__Source excerpt__
** BEGIN **
Figure 6 illustrates an $X{e}^{+}$ ion current distribution function at the cathode line boundary fitted from calculations using a hybrid Hall thruster model for the nominal conditions of SPT-100 [20].

FIGURE 6

FIGURE 6. Radial ion current distribution function at the thruster cathode line boundary from the hybrid model [20]. The angle is ${\mathit{\alpha }}_{\mathit{T}}$, relative to the thruster surface normal (in degrees), and the radius represents the energy (in eV).

As shown in Figure 6, the emitted current decreases with the angle, but the shape of the current energy distribution function between 0° and 45° evolves with very little change. Therefore, the IEDF can be approximated using the separation of variables in spherical coordinates with $r,\theta ,\varphi$, which are, respectively, the radial position, the polar angle (equal to ${\alpha }_T$), and the azimuthal angle, such that $f_T\left(v_r,\theta \right)=f_{sm}\left(v_r\right)\cdot g\left(\theta \right)$. As the thruster is considered to emit ions homogeneously and with a symmetry axis along $z$ (independent of $\varphi$), spherical coordinates are well-suited. They allow for simplifying the numerical integration. Therefore, this coordinate system will be used in the rest of the study.

The velocity distribution function is defined accurately by a fitted Gaussian distribution $f\left(v_r\right)$, with the velocity expressed in spherical coordinates and its parameters $\mu =v_s=\sqrt{2{\epsilon }_s/m_{X{e}^{+}}}$, where $\frac{{\epsilon }_s}{q}\approx 250eV$ and $\sigma =v_T=\sqrt{2q{T}_i/m_{X{e}^{+}}}$, with $T_i\approx 0.2eV$. It looks like a shifted Maxwellian distribution but in spherical coordinates. The ${\alpha }_T$-dependency is modeled by the function $g\left(\theta \right)$ also fitted on the hybrid model as a first approach. Figure 7 shows the fitted $f_{sm}\left(v_r\right)$ and $g\left(\theta \right)$ compared to the hybrid model.
** END **
__Collected data__
** BEGIN **
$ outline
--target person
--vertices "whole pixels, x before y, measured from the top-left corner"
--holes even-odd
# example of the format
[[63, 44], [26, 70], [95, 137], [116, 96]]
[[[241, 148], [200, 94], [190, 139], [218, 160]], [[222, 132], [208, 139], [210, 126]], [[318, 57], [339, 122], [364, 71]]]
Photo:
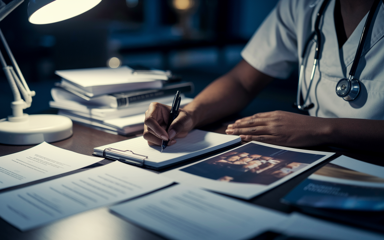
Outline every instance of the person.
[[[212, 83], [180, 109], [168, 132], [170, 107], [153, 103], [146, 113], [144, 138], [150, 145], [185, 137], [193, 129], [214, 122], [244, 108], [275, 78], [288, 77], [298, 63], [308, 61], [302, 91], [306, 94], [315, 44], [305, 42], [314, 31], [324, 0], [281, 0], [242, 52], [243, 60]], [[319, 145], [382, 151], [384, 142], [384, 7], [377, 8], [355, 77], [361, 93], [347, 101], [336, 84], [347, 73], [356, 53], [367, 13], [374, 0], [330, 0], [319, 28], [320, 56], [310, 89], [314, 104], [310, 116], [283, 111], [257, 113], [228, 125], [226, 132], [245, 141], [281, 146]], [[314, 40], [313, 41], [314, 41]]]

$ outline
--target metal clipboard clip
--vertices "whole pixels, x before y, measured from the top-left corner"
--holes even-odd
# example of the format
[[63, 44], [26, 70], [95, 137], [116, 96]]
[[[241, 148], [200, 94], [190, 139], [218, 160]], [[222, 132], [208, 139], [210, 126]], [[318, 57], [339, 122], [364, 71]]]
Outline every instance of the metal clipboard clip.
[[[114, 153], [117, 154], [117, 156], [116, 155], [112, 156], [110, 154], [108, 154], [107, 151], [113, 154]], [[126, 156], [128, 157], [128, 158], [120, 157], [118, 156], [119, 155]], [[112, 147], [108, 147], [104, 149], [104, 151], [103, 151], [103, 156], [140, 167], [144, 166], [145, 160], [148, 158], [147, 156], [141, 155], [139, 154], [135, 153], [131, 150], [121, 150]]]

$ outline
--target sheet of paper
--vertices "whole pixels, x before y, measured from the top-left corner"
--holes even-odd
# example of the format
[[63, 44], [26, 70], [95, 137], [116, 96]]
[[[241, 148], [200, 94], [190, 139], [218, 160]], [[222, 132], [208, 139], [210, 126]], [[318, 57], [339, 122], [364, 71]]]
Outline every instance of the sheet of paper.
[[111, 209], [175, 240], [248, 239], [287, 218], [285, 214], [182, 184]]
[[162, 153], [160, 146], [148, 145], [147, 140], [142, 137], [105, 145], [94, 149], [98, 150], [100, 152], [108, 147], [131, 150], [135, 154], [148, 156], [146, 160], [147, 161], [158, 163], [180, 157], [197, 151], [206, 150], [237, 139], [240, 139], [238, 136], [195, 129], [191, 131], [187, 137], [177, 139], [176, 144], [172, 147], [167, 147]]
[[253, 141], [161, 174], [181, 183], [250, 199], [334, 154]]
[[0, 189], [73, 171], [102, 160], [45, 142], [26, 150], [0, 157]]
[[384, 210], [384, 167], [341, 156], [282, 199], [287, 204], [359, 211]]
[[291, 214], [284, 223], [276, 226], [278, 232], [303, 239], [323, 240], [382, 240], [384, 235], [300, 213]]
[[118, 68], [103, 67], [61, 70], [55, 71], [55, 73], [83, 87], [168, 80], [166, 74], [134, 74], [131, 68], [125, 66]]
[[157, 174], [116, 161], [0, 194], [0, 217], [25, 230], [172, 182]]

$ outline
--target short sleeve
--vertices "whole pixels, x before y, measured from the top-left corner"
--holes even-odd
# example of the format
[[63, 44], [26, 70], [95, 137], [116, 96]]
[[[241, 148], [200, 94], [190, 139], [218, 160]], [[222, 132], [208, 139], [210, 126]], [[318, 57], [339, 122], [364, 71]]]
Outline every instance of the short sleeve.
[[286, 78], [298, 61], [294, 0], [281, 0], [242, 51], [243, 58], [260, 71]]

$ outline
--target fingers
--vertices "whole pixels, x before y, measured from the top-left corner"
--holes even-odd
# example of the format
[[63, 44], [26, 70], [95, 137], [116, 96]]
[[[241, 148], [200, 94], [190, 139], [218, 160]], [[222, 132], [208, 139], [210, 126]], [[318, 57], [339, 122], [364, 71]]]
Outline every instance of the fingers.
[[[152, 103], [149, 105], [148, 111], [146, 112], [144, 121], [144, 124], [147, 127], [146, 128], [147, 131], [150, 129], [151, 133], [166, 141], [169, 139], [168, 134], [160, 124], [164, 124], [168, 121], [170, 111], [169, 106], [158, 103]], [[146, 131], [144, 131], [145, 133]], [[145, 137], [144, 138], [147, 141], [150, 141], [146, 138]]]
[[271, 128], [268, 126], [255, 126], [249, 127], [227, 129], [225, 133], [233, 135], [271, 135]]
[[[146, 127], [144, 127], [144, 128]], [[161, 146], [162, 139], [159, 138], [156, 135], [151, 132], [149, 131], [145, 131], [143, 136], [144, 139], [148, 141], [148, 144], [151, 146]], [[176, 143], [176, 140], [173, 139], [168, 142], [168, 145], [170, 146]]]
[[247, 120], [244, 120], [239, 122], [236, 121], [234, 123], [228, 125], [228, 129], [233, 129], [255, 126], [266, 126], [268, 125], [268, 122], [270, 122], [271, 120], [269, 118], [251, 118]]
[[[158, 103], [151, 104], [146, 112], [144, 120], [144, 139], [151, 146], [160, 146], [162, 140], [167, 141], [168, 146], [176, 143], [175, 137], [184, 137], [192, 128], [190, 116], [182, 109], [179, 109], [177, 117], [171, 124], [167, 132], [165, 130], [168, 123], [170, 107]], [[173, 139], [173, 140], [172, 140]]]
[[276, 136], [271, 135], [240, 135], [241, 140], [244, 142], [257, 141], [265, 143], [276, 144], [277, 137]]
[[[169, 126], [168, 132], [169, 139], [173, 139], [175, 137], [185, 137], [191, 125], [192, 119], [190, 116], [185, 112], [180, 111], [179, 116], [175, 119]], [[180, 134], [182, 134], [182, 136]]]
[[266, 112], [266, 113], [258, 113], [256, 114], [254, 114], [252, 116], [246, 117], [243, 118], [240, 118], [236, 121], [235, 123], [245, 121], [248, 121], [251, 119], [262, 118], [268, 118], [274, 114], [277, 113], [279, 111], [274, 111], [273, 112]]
** END **
** BEGIN **
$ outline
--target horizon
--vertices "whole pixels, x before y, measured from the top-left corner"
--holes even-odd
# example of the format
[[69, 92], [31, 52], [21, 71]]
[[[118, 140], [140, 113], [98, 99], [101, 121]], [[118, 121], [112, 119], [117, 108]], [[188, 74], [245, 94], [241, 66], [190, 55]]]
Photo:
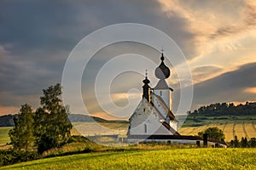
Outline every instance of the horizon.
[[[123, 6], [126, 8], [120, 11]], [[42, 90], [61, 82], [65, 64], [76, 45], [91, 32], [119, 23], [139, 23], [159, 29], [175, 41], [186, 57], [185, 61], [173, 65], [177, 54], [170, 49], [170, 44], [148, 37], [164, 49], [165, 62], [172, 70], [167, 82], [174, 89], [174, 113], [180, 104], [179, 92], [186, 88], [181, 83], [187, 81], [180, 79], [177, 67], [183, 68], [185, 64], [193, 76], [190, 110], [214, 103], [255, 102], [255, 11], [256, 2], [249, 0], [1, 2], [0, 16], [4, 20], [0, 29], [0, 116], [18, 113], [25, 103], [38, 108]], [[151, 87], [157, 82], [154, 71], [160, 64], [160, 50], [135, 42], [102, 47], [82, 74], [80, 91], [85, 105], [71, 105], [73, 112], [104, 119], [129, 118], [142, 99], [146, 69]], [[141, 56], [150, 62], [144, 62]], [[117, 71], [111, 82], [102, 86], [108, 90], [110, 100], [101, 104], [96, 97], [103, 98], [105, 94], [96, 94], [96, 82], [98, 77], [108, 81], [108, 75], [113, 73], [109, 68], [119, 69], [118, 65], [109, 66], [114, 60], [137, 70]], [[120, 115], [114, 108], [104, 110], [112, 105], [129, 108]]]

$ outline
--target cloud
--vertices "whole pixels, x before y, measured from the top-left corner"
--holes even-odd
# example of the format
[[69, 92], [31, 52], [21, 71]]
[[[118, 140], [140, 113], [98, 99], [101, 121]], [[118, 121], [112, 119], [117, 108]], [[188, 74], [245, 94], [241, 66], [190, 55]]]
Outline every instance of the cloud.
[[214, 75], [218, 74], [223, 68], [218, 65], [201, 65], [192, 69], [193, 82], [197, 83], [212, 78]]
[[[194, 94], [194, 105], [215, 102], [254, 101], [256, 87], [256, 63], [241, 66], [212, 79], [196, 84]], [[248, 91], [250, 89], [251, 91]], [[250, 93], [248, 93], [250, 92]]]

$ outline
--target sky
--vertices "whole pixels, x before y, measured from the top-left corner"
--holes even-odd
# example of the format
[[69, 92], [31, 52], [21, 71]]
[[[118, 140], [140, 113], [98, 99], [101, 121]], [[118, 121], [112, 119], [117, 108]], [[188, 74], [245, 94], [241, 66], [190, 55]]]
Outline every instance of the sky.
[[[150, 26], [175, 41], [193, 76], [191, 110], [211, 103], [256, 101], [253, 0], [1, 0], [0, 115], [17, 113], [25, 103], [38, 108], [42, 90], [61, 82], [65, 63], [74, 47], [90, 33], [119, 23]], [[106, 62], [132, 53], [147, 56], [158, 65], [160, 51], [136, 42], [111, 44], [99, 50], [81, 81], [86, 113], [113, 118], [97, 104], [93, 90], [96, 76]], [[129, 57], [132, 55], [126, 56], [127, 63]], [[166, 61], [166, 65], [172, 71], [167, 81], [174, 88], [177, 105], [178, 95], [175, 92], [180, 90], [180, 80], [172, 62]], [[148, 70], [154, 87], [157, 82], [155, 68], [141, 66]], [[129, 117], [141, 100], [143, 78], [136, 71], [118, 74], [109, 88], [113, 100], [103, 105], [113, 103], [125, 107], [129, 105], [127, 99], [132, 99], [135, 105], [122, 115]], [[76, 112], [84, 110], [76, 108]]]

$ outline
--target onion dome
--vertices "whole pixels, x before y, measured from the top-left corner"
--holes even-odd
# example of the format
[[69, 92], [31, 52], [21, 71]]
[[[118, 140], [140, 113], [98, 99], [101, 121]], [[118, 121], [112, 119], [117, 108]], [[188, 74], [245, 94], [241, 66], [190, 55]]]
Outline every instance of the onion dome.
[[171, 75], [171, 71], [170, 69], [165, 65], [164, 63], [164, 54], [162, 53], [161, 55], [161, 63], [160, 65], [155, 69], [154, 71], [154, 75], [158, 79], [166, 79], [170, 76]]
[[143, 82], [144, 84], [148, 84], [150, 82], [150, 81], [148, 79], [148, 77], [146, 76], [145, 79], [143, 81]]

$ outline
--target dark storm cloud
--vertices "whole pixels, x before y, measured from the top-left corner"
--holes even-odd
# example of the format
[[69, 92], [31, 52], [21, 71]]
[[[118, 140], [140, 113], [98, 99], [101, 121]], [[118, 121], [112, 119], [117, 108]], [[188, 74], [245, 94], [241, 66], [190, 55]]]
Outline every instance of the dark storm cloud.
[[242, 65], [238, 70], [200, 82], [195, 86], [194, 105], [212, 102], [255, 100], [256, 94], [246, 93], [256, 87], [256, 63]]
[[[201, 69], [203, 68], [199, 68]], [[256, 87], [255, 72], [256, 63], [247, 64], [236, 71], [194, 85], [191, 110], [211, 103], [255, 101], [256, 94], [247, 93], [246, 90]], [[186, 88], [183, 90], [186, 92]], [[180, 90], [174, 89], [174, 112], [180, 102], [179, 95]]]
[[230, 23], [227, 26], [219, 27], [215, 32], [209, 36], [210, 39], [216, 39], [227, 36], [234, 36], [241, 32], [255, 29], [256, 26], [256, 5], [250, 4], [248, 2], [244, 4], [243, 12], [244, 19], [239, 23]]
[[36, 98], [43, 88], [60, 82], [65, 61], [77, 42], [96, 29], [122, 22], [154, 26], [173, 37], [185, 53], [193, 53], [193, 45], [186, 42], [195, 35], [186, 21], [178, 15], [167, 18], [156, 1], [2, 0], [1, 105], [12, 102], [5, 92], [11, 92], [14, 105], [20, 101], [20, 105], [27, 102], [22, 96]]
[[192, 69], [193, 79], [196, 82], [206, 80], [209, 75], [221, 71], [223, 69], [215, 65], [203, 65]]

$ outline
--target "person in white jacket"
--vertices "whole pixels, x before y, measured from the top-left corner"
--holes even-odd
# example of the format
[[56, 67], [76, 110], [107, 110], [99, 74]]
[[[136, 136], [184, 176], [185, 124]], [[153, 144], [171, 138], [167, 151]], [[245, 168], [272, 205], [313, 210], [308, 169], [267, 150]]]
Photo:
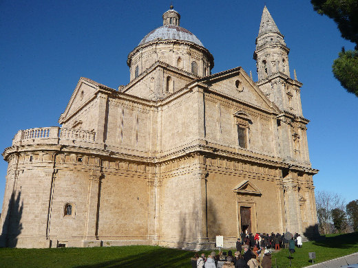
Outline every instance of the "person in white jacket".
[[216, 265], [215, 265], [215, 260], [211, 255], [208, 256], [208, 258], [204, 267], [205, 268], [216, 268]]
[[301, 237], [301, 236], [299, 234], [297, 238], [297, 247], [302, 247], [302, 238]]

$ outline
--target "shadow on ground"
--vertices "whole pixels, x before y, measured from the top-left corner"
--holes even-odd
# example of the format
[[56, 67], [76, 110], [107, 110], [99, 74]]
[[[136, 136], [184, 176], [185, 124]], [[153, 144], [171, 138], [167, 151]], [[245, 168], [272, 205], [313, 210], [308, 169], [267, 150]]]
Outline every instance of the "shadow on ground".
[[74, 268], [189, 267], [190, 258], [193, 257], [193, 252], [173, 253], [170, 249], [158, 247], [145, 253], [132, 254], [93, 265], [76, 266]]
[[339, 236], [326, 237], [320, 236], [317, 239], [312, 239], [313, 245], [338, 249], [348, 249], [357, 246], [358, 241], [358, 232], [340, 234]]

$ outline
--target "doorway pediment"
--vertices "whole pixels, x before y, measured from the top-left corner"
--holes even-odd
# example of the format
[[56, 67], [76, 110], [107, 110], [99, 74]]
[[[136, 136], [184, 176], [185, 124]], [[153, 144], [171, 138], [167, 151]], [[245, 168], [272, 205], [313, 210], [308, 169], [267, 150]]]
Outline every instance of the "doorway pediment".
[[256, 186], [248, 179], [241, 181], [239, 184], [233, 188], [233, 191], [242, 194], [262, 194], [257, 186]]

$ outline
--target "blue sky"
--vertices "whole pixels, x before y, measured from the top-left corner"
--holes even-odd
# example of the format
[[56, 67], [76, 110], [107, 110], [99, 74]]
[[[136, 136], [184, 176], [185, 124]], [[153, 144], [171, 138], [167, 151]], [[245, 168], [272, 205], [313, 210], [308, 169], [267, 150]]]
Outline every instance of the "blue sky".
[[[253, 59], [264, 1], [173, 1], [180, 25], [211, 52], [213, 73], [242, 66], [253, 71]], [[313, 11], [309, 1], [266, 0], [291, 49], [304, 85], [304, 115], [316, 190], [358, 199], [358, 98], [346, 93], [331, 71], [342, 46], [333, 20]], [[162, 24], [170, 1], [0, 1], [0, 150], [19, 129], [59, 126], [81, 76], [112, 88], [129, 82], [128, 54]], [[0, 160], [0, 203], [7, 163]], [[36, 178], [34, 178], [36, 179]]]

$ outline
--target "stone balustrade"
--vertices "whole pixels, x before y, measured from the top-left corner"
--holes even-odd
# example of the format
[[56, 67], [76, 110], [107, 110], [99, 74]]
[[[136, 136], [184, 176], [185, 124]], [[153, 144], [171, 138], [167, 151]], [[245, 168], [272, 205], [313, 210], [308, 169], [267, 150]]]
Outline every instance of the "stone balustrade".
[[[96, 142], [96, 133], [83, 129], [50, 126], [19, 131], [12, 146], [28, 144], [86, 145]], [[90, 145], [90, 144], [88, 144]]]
** END **
__Problems__
A. Reproduce the Hall thruster excerpt between "FIGURE 6. Radial" and "energy (in eV).", inclusive.
B. Carry the Hall thruster excerpt forward from its final sentence.
The items in the collected data have no connection to the Hall thruster excerpt.

__Expected answers__
A.
FIGURE 6. Radial ion current distribution function at the thruster cathode line boundary from the hybrid model [20]. The angle is ${\mathit{\alpha }}_{\mathit{T}}$, relative to the thruster surface normal (in degrees), and the radius represents the energy (in eV).

B.
$\begin{array}{c}{f}_T\left(v_r,\theta \right):\{\begin{array}{c}{f}_T\left(v_r,\theta \right)=f_{sm}\left(v_r\right)\bullet g\left(\theta \right)\\ f_{sm}\left(v_r\right)={\left(\frac{m_{X{e}^{+}}}{2\pi q{T}_i}\right)}^{1/2}\bullet \exp \left(-\frac{{\left(v_r-v_s\right)}^2}{v_T^2}\right)\end{array}\end{array}[7]$

FIGURE 7

FIGURE 7. Top: normalized velocity distribution for various $\mathit{\theta }$ angles. Bottom: normalized angular distribution for various kinetic energies (log10). In black, the ${\mathit{f}}_{\mathit{s}\mathit{m}}\left({\mathit{v}}_{\mathit{r}}\right)$ and $\mathit{g}\left(\mathit{\theta }\right)$ derived from the hybrid model fit.

3.4 Ion transport model

To obtain the distribution function at the RPA location, the transport has to be modeled between the source and the RPA entrance. In this section, we detailed the expression of the ion distribution function as a function of the position and the velocity $f(r,\theta ,\varphi ,v_r,v_{\theta },v_{\varphi }$).

First, we assume that there are no collisions and no plasma effects in the plume. This strong approximation will be discussed in Section 4.3. Second, the RPAs on Express-A #3 are far from the thrusters (in-flight data, the distance is at least $r\sim 3.8m$), and the thruster exit and RPA are small devices (diameters of $d_T\sim 10cm$ and $d_{RPA}\sim 2cm$ respectively). This leads to $\frac{r}{d_{RPA}}\gg 1$ and $\frac{r}{d_T}\gg 1$. Therefore, we have made the hypothesis that there is no geometrical factor neither due to the annular shape of the thruster nor due to the disk shape of the RPA entrance. They are treated, respectively, as a point source and a point target. These two hypotheses combined lead to a purely radial motion for ions. This implies that the ion density and ion current must follow an inverse square law. This also means that the $v_{\theta }$ and $v_{\varphi }$ components of the velocity vector are always zero; therefore, the distribution function is independent of these variables.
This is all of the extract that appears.